(Stored items)
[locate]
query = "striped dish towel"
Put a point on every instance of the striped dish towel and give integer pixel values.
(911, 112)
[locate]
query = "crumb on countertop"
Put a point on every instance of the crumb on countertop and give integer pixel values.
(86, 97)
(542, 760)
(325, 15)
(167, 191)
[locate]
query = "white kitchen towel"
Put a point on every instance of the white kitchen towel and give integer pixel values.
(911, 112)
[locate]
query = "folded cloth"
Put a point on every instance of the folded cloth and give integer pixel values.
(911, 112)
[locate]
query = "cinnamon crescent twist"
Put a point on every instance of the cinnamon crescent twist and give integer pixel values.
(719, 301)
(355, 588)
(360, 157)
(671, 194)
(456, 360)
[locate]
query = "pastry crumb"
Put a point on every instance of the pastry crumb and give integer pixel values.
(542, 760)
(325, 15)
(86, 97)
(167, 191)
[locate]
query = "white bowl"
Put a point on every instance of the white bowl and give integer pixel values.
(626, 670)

What you are asked to do ▸
In the entries above, how many lines contain the word "query"? Provide the number alone.

Response ▸
7